▶ _Aim of the task_
For the records that follow, restate each one word for word and leave the images behind.

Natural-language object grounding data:
↓
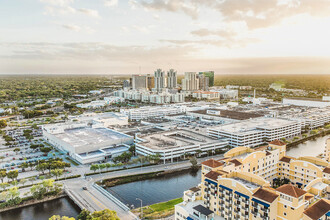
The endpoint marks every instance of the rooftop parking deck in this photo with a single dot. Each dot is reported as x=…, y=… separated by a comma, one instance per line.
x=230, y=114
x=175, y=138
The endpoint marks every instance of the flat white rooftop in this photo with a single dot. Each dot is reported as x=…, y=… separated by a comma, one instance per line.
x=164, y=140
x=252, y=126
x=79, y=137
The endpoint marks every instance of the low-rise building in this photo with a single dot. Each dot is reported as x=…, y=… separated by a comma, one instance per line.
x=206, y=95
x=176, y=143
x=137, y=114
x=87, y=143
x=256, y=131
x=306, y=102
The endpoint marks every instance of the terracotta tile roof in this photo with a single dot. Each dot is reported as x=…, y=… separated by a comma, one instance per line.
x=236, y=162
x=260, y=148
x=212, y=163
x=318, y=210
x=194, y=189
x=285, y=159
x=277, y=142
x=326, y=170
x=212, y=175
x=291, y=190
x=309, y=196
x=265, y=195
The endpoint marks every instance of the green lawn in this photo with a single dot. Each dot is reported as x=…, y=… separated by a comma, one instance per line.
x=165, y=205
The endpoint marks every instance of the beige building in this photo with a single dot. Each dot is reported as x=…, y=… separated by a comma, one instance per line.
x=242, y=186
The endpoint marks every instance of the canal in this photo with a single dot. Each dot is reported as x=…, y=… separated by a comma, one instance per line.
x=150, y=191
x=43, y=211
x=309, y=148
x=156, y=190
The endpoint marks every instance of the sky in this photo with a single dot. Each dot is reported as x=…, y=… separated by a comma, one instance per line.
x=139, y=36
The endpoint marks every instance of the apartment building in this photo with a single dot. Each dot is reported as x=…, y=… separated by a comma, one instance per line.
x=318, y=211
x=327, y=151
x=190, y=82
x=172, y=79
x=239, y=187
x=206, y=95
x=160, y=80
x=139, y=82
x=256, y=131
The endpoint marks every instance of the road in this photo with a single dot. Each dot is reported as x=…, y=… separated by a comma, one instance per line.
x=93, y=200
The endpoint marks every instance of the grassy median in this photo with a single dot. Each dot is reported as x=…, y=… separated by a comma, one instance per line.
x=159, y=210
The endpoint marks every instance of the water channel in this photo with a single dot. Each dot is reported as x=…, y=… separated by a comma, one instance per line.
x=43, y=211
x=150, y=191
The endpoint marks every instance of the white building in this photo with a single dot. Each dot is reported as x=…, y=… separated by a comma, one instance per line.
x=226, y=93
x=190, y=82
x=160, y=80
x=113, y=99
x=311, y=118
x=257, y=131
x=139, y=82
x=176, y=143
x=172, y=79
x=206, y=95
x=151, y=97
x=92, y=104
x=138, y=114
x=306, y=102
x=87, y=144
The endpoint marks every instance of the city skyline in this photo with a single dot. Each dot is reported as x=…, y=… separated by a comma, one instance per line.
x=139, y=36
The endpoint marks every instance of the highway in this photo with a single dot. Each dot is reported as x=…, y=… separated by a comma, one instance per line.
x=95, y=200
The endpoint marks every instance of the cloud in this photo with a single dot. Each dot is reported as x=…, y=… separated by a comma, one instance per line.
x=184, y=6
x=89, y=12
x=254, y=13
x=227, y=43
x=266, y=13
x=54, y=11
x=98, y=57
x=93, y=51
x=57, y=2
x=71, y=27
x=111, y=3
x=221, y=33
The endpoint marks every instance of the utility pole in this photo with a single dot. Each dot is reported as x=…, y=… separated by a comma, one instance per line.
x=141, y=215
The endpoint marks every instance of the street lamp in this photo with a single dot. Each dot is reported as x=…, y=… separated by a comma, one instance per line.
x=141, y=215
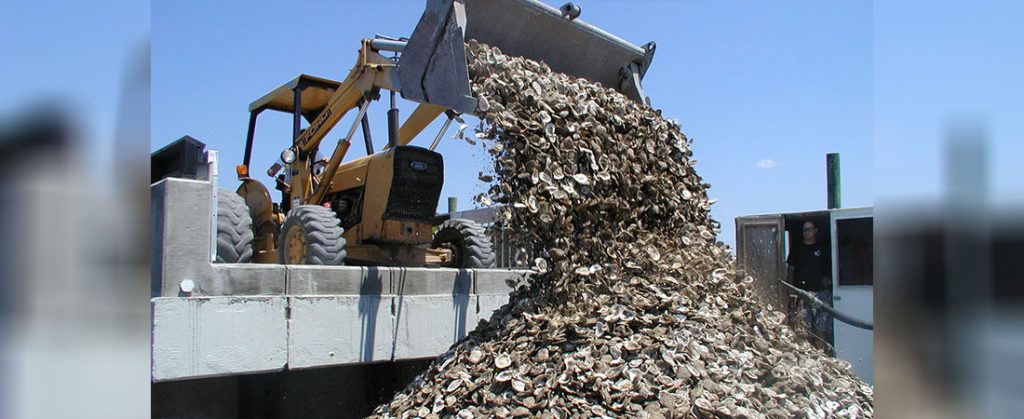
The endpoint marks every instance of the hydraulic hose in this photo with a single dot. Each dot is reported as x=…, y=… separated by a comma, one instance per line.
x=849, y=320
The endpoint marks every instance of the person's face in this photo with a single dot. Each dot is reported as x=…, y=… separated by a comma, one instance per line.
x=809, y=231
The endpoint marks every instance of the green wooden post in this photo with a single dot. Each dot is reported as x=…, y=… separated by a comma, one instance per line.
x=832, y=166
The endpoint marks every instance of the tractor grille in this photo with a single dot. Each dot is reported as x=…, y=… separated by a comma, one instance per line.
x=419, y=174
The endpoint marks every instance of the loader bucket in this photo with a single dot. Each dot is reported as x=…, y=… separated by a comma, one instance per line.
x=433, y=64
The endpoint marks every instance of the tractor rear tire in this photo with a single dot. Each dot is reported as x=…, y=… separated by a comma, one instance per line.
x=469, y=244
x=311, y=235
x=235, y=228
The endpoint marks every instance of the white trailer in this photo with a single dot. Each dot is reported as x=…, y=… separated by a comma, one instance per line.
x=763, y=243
↑
▶ _Answer area_
The endpoint marks every instance of the rooftop parking deck in this photo with a single dot. Each dot is reported as x=…, y=… separated by a comma, one instance per line.
x=230, y=114
x=175, y=138
The endpoint marks every instance of the flat white rooftop in this photo with a single dot. Each dot is reported as x=…, y=… separated by a comma, one instance per line.
x=164, y=140
x=252, y=126
x=79, y=137
The endpoint marks every instance of the low-rise building in this photo with a single dot. Each dot is reported as x=…, y=… separated by a comma, one instance per line.
x=206, y=95
x=176, y=143
x=137, y=114
x=87, y=143
x=256, y=131
x=306, y=102
The endpoint marks every instance of the terracotta tile roof in this photo with a single dot. Each dot is reported as x=…, y=… separated by a comma, one instance per line.
x=236, y=162
x=260, y=148
x=212, y=163
x=318, y=210
x=194, y=189
x=285, y=159
x=277, y=142
x=326, y=170
x=212, y=175
x=291, y=190
x=309, y=196
x=265, y=195
The endpoint marks every instance of the green lawn in this photo with a single dot. Each dot is reported as x=…, y=… separated by a comma, one instance per line.
x=165, y=205
The endpoint marks every instance of the beige building in this photo with a single dot. Each dot is reported as x=…, y=… separated by a comma, one instance per line.
x=242, y=186
The endpoint marks every instance of the canal in this photo with a single dot. Each dot is reported as x=…, y=… separated by a comma, one instance per line.
x=150, y=191
x=43, y=211
x=309, y=148
x=156, y=190
The endpoint marks every instance of the sky in this photo with a single dot. Each dot is reported as x=…, y=… separated by a comma, one instance per line.
x=139, y=36
The endpoint marks every instance of the apartment building in this photo with a single dot. Each dot is reported as x=…, y=… separated by a comma, one instance per line.
x=318, y=211
x=327, y=151
x=190, y=82
x=172, y=79
x=239, y=187
x=206, y=95
x=160, y=80
x=139, y=82
x=256, y=131
The endpoint marks every instance of the road in this photo with a single dot. Each dot is reported as x=…, y=… separated by a comma, one instance per line.
x=93, y=200
The endpoint marks every instance of the grassy median in this photo with a single dot. Each dot is reported as x=…, y=… separated by a comma, one instance per line.
x=159, y=210
The endpoint marks every instance of the water channel in this photo with a single dot. Each dot is reported as x=…, y=… separated by a comma, one instance per line.
x=43, y=211
x=150, y=191
The endpoint marks every instance of the white building in this photo with a single dot. Each dot is reported as x=…, y=… separated by a comma, one instance per line.
x=226, y=93
x=190, y=82
x=160, y=80
x=113, y=99
x=311, y=118
x=257, y=131
x=139, y=82
x=176, y=143
x=172, y=79
x=206, y=95
x=151, y=97
x=92, y=104
x=138, y=114
x=306, y=102
x=87, y=144
The endpoint marks every instance of the city skyline in this photo with a single dot. Each dot is reported as x=…, y=… separated by a comma, one instance per line.
x=139, y=36
The endpoint marks every instance of the highway in this photo with a single dot. Each dot is reported as x=…, y=… separated by a comma, one instance per line.
x=95, y=200
The endpoint marks every instance of the cloud in this photo with a single dot. Each dot is reported as x=…, y=… separated by a comma, one instance per line.
x=184, y=6
x=89, y=12
x=254, y=13
x=227, y=43
x=266, y=13
x=54, y=11
x=98, y=57
x=93, y=51
x=57, y=2
x=71, y=27
x=111, y=3
x=221, y=33
The endpoint marks every instance of the utility pole in this photo with a single dot. Each dot is reported as x=…, y=… separated by a comma, one instance per line.
x=141, y=215
The endpoint marks every instance of the street lamp in this photo with a single dot. Each dot is reported as x=…, y=… separated by a comma, one instance per line.
x=141, y=215
The endpoint marks every instance of the hydraulic hose in this photo with a single dot. Each dot is reported as x=…, y=… separated by a comma, one instance per line.
x=849, y=320
The endpoint marks every instance of the person's face in this photo with a single dot. Each dot is reported as x=…, y=… separated by a comma, one instance per line.
x=809, y=231
The endpoint marks every instance of the green wooden post in this photo with a single dot. Each dot is reported as x=…, y=… separated by a comma, one instance per line.
x=832, y=166
The endpoint marks every instance of the tractor grille in this photo with a single dot. Each dot is reported as x=…, y=… separated by a comma, one instance per line.
x=419, y=174
The endpoint marks every instance of the loader bucket in this photo with a single dot. Each dot is reported as x=…, y=… separated by a comma, one instance per line.
x=433, y=64
The endpoint marks every instance of the tractor rear tire in this photo with a single dot. Each dot is reported as x=…, y=… separated by a comma, one instance per line.
x=469, y=244
x=311, y=235
x=235, y=228
The endpoint marks every instance of the white trailer in this photo with a single dot. Each dot is reported as x=…, y=… separated by a comma, one instance per line.
x=763, y=243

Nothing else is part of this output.